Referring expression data

________________________________________

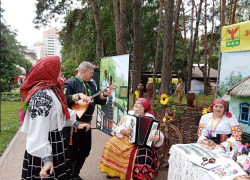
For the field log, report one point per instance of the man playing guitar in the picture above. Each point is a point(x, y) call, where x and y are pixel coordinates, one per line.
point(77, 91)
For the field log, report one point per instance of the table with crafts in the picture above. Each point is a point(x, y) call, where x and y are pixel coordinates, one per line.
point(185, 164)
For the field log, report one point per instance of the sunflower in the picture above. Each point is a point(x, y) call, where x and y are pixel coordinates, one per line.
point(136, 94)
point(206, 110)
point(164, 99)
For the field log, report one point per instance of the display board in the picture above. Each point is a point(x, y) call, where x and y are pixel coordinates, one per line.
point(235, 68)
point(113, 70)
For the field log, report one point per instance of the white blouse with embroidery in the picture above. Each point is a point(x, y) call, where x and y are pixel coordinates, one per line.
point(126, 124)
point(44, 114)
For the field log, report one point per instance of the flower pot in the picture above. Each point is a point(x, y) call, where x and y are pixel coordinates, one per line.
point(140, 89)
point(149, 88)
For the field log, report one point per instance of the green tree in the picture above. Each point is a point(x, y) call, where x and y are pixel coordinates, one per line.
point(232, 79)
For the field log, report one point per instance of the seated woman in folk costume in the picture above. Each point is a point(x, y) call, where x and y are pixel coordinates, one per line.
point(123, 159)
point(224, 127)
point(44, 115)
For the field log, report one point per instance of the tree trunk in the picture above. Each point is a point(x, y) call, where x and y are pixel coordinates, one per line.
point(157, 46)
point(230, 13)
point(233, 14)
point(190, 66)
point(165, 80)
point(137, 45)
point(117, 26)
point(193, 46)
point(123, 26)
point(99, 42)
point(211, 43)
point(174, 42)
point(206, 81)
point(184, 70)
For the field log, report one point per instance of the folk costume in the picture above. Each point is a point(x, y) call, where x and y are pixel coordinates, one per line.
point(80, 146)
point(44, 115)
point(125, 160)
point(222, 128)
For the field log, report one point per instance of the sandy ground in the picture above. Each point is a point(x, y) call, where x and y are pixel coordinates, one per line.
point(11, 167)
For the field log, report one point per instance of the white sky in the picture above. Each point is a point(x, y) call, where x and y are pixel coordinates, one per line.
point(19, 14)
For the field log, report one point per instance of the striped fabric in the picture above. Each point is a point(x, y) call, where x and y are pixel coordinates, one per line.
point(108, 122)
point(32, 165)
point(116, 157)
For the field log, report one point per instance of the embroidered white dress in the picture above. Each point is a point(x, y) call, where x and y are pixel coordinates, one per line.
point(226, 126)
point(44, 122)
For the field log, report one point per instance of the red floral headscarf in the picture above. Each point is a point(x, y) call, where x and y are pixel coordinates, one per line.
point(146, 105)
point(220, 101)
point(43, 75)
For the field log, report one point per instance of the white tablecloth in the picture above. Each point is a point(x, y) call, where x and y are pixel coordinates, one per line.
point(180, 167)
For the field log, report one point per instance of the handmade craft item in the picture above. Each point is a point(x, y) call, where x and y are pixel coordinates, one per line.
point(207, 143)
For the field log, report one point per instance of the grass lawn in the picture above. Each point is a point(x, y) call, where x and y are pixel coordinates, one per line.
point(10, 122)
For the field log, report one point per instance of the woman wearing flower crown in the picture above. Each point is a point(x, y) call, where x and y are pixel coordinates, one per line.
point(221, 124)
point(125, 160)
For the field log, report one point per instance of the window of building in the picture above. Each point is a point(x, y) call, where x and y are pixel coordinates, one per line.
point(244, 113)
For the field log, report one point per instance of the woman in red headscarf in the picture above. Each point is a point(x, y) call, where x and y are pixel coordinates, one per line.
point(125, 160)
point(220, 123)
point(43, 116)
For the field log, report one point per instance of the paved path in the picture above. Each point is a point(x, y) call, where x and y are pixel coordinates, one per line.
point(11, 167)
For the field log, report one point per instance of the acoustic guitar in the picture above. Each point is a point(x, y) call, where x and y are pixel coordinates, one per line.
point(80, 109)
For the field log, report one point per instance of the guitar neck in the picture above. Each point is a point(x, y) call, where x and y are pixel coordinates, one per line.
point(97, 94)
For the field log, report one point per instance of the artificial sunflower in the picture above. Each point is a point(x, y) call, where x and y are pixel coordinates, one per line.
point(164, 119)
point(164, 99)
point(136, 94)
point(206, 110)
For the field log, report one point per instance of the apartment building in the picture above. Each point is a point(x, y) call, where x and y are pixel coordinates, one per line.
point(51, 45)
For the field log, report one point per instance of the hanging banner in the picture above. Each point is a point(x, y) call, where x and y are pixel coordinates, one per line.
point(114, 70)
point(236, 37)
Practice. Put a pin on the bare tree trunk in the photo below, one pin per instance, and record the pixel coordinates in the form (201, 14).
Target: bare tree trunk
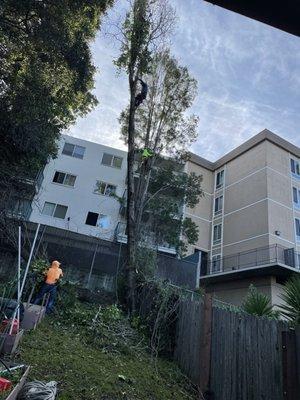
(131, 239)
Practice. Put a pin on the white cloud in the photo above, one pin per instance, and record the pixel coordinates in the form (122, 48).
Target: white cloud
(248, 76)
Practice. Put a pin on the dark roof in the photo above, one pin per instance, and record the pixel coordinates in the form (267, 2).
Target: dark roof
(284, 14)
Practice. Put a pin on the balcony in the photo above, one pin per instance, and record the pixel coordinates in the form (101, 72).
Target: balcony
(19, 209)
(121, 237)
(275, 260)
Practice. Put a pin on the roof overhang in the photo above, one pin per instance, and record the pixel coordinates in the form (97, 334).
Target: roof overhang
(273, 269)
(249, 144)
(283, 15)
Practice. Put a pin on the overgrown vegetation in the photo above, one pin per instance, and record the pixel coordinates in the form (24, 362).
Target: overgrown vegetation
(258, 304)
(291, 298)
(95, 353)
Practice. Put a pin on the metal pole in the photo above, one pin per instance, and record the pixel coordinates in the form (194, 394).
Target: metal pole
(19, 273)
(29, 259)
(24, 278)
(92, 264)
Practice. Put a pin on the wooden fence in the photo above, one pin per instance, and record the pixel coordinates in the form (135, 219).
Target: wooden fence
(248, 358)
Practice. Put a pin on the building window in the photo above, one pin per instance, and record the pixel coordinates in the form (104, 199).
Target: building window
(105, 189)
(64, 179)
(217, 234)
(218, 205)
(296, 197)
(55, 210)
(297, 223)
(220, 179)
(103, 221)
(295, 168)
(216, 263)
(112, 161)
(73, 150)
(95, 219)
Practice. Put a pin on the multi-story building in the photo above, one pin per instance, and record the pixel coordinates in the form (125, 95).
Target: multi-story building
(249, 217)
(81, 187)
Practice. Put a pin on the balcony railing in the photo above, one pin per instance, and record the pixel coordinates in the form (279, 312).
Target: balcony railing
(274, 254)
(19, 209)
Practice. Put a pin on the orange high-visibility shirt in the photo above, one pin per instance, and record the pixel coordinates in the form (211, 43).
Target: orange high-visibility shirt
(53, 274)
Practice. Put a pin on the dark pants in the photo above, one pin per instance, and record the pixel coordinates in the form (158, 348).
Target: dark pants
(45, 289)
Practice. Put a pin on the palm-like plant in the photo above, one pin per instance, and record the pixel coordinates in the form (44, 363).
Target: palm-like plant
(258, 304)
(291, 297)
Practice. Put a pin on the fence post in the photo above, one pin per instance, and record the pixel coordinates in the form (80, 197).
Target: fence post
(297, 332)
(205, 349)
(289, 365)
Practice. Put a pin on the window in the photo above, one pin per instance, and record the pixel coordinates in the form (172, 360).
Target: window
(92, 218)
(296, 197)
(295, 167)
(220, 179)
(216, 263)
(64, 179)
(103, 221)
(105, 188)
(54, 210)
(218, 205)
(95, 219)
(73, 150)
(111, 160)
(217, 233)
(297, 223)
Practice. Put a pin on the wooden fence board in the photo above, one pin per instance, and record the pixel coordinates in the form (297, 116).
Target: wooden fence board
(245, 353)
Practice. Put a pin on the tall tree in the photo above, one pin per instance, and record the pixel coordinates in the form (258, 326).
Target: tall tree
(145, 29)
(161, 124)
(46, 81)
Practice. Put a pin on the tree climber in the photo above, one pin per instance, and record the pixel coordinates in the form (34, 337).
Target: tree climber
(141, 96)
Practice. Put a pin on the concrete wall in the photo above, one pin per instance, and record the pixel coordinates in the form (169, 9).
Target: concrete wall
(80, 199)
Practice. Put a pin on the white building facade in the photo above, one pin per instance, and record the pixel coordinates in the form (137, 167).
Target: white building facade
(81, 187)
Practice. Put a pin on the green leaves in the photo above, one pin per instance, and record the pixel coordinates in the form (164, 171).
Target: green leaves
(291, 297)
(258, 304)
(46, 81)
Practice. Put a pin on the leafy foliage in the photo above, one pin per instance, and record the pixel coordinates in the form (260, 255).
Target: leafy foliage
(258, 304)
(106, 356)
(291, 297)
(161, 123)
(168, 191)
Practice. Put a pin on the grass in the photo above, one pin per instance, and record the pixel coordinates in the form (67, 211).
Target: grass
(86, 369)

________________________________________

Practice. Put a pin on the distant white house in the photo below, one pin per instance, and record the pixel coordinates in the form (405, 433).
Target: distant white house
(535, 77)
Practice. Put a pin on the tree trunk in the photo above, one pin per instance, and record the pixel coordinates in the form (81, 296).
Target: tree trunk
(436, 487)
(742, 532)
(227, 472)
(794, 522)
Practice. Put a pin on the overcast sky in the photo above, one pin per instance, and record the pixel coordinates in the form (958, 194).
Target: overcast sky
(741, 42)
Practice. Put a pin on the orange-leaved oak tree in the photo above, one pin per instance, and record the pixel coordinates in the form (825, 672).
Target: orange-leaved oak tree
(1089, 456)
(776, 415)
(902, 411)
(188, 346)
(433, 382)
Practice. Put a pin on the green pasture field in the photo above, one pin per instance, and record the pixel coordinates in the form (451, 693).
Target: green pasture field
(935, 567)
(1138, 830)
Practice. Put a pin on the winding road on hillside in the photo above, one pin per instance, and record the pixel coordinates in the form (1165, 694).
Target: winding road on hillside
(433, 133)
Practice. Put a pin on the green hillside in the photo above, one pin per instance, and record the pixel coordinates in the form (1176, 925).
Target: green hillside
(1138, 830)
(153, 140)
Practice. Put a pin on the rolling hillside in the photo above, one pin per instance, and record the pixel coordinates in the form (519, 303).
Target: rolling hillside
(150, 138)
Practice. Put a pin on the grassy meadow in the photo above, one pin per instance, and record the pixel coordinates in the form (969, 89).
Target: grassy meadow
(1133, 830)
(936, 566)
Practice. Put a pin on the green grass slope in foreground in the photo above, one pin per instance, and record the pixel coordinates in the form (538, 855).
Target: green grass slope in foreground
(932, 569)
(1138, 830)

________________________________________

§ **Problem to work on**: Every line that holds the word "below" should be copied from the records above.

§ **Result of the task**:
Practice. Put a pin on the bare tree trunk in the photo below, one pin per instance, and record the pixel coordinates in the form (201, 14).
Practice. Put a pin on the distant white house in the photo below, one pin per instance, and record the pixel coordinates in the form (405, 433).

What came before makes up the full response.